■ **Yapılacak işler**
(1) Bebeğe yazılan yazıyı baştan sona hiçbir şeyini değiştirmeden çıkar.
(2) Kayıtların en başından başlayıp "POLYGON ((35 61, 22 35, 4 60, 35 61))" geçen satırla biten kısmı, o satır da dahil, yeniden yaz. Bu satırlarda "white cloud" yerine "gray cloud" koy, başka hiçbir şeye dokunma.

■ **Alıntı metin**
22 Aralık 2011 Perşembe

Düşen Göbek ve İlk Duş :)

Ah göremedim senin ilk kez yıkanışını.. Düşmüş dün göbeğin bebiş.. Seni hep birlikte yıkamışlar, paklamışlar... Babaannenden aldım haberlerini.. Önce korkmuşsun biraz sudan, sonra sevmişsin, hoşuna gitmiş.. O yumuşacık tenin iyice yumoş olmuştur şimdi senin.. O yumuşacık saçların havalanmıştır.. Tertemiz olmuşsundur, mis gibi kokmuşsundur..
Göbişine bozuk para bağlamışlar, göbeğin dışarı fırlamasın, büyüyünce bikiniler giydiğinde güzel gözüksün diye.. Seni bikiniler içinde hayal ettim de, eminim çok güzel bir kız olacaksın büyüyünce.. Güzel bir fiziğin olacak ve biçimli bir göbek deliğin :))
Canım kuzucum, ilk banyonda yanında olamadım ama inşallah başka bir sefere.. Çok özledim seni şimdiden.. Yanına gelebilmeme 14 gün kaldı, tam 2 hafta... Zaman geçmek bilmiyor.. Bir an önce yanına gelebilmek istiyorum...

19 Aralık 2011 Pazartesi

Tombul Yanak :)

Sevgili Tombul Yanak :)

Orası öyle, tam bir tombul yanaksın sen.. Daha o kadar da küçüksün ki sevmeye korkuyorum. Azıcık büyü de şöyle rahat rahat sıkıştıralım senii :)

■ **Kayıtlı bilgiler**
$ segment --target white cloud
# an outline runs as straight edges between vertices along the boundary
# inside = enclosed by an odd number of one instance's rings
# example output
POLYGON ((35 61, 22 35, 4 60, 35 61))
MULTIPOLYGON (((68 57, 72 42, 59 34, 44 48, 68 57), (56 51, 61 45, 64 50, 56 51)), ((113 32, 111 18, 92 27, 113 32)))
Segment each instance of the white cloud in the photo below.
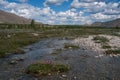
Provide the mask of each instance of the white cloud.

■ **Verilen cevaplar**
(1)
22 Aralık 2011 Perşembe

Düşen Göbek ve İlk Duş :)

Ah göremedim senin ilk kez yıkanışını.. Düşmüş dün göbeğin bebiş.. Seni hep birlikte yıkamışlar, paklamışlar... Babaannenden aldım haberlerini.. Önce korkmuşsun biraz sudan, sonra sevmişsin, hoşuna gitmiş.. O yumuşacık tenin iyice yumoş olmuştur şimdi senin.. O yumuşacık saçların havalanmıştır.. Tertemiz olmuşsundur, mis gibi kokmuşsundur..
Göbişine bozuk para bağlamışlar, göbeğin dışarı fırlamasın, büyüyünce bikiniler giydiğinde güzel gözüksün diye.. Seni bikiniler içinde hayal ettim de, eminim çok güzel bir kız olacaksın büyüyünce.. Güzel bir fiziğin olacak ve biçimli bir göbek deliğin :))
Canım kuzucum, ilk banyonda yanında olamadım ama inşallah başka bir sefere.. Çok özledim seni şimdiden.. Yanına gelebilmeme 14 gün kaldı, tam 2 hafta... Zaman geçmek bilmiyor.. Bir an önce yanına gelebilmek istiyorum...

19 Aralık 2011 Pazartesi

Tombul Yanak :)

Sevgili Tombul Yanak :)

Orası öyle, tam bir tombul yanaksın sen.. Daha o kadar da küçüksün ki sevmeye korkuyorum. Azıcık büyü de şöyle rahat rahat sıkıştıralım senii :)

(2)
$ segment --target gray cloud
# an outline runs as straight edges between vertices along the boundary
# inside = enclosed by an odd number of one instance's rings
# example output
POLYGON ((35 61, 22 35, 4 60, 35 61))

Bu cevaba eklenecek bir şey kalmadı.